→ **Problem set**
a. What are the all-caps headings of the numbered sections in the news roundup?
b. Rewrite the portion of the news roundup starting with "Like the other monoliths" and going on through "national COVID-19 response.", putting "New Year's Day" in place of "Christmas Day".

##### Supplied passage

Dragons, sexy maidens, and epic sword fights are getting the fine-art treatment in Masterpieces of Fantasy Art, Taschen’s new 532-page illustrated tome celebrating the genre.

Lest you think fantasy art is nothing more than a lightweight endeavor, the massive volume weighs a hefty 16 pounds. Tracing the evolution of the genre from 1400 to the present, it showcases the works of Old Masters Jan Van Eyck and Hieronymus Bosch as well as contemporary heavy-hitters like H.R. GigerFrank Frazetta, and Boris Vallejo.

“Since fantasy art is largely created as work for hire, no matter how talented the artist,” author Dian Hanson writes, “it has always been accessible, displayed prominently on the newsstand, to its advantage and curse.” The genre’s predilection for provocative, sexualized scenes has also hurt its credibility among the art-world cognoscenti—not to mention that the mass-produced fantasy books were literally printed on cheap pulp paper in the 20th century.

Hanson amassed more than 100 superlative examples of this oft-misunderstood form for the book. The compilation speaks to the genre’s considerable appeal—which has also translated into impressive art-market success. Original Frazetta oil paintings have sold for as much as $5.4 million. The book’s cover image, Frazetta’s Princess of Mars (197), fetched $1.2 million at Dallas’s Heritage Auctions in September….

(10) MEME MUTATION. Forget about stainless steel — “Ephemeral edible: gingerbread monolith appears on San Francisco hilltop, then collapses” – photos in The Guardian.

Like the other monoliths that have mysteriously appeared across America and the world in the waning weeks of 2020, the one that popped up on a California hilltop on Christmas Day seemed to come out of nowhere.

Also like the others, it was tall, three-sided and it rapidly attracted crowds of curious visitors before an untimely destruction.

Unlike the others, this monolith was made of … gingerbread.

(11) 2020 ENVISIONED. NASA’s video shows that in space the year was not wasted – “NASA Discoveries, R&D, Moon to Mars Exploration Persevere in 2020”.

In 2020, NASA made significant progress on America’s Moon to Mars exploration strategy, met mission objectives for the Artemis program, achieved significant scientific advancements to benefit humanity, and returned human spaceflight capabilities to the United States, all while agency teams acted quickly to assist the national COVID-19 response.

(12) SKY’S THE LIMIT. Leonard Maltin reviewed George Clooney’s sf film The Midnight Sky. He didn’t like it. “The Midnight Sky: Been There, Done That”.

George Clooney stars in this space parable that starts out well, then goes adrift. Set in the stereotypically bleak near-future, the story focuses on a defeated scientist who chooses to stay behind in the Antarctic, knowing his days are numbered, while his colleagues get the hell out of there. But when he discovers that he has company—a silent 7-year-old girl—his priorities shift completely…

(13) HUSTLING TO EARTH. The New York Times fills in the late arrivers to Tevis fandom: “Walter Tevis Was a Novelist. You Might Know His Books (Much) Better as Movies”.

##########
##### Extracted information

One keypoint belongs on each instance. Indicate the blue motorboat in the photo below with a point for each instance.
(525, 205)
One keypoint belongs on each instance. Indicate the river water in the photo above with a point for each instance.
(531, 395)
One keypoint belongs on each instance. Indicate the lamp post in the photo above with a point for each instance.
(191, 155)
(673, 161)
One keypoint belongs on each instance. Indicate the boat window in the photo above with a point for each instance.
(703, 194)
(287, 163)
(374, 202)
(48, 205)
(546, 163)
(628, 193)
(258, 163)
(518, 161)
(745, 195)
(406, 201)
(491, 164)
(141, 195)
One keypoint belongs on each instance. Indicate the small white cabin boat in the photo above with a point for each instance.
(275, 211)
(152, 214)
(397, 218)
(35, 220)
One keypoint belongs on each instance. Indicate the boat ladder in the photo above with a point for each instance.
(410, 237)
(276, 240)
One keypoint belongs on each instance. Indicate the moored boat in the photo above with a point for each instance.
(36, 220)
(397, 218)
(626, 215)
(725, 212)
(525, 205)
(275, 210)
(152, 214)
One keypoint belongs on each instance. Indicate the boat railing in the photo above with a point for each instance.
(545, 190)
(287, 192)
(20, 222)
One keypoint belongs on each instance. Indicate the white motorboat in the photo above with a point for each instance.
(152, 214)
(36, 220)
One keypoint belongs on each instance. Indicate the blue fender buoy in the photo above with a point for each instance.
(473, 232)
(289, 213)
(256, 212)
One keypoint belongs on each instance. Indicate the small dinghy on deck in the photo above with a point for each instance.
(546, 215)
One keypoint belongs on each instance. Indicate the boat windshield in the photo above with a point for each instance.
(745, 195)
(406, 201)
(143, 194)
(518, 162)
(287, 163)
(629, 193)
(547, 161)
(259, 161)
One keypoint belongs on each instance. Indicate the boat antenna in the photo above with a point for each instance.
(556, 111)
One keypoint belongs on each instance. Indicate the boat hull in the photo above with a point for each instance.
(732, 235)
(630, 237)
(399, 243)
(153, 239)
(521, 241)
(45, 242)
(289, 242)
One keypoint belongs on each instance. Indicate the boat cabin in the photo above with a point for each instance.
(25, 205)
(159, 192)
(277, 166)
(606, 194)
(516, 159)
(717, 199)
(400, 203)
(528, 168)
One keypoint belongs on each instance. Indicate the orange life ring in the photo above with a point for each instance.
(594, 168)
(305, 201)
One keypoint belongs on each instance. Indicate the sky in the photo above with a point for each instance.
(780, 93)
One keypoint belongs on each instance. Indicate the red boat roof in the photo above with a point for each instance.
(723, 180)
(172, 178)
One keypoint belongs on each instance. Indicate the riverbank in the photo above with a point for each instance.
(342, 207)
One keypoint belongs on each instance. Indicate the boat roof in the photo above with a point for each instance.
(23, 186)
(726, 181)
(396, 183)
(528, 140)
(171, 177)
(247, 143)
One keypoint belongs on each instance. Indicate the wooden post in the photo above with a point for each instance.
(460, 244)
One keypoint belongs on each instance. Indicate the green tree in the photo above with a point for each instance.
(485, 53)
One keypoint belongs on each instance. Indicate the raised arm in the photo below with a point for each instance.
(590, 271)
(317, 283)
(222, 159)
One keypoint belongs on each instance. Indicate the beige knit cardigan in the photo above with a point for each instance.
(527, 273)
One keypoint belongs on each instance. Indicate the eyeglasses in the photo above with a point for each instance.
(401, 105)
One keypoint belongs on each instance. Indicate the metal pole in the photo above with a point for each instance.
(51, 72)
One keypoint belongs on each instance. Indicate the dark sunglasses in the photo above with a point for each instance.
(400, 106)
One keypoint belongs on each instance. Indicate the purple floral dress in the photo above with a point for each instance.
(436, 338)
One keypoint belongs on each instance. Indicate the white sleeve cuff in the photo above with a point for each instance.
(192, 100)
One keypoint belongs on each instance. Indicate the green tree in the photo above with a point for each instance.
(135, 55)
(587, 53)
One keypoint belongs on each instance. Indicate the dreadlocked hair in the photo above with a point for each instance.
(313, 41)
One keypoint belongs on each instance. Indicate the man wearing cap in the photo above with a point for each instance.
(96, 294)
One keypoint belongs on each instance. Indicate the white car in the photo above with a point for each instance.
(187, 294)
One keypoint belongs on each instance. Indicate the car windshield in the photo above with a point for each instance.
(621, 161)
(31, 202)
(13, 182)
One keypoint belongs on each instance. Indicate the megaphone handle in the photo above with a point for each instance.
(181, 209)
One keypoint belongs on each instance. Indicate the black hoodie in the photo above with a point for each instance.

##########

→ **Solved problems**
a. MEME MUTATION, 2020 ENVISIONED, SKY'S THE LIMIT, HUSTLING TO EARTH

b.
Like the other monoliths that have mysteriously appeared across America and the world in the waning weeks of 2020, the one that popped up on a California hilltop on New Year's Day seemed to come out of nowhere.

Also like the others, it was tall, three-sided and it rapidly attracted crowds of curious visitors before an untimely destruction.

Unlike the others, this monolith was made of … gingerbread.

(11) 2020 ENVISIONED. NASA’s video shows that in space the year was not wasted – “NASA Discoveries, R&D, Moon to Mars Exploration Persevere in 2020”.

In 2020, NASA made significant progress on America’s Moon to Mars exploration strategy, met mission objectives for the Artemis program, achieved significant scientific advancements to benefit humanity, and returned human spaceflight capabilities to the United States, all while agency teams acted quickly to assist the national COVID-19 response.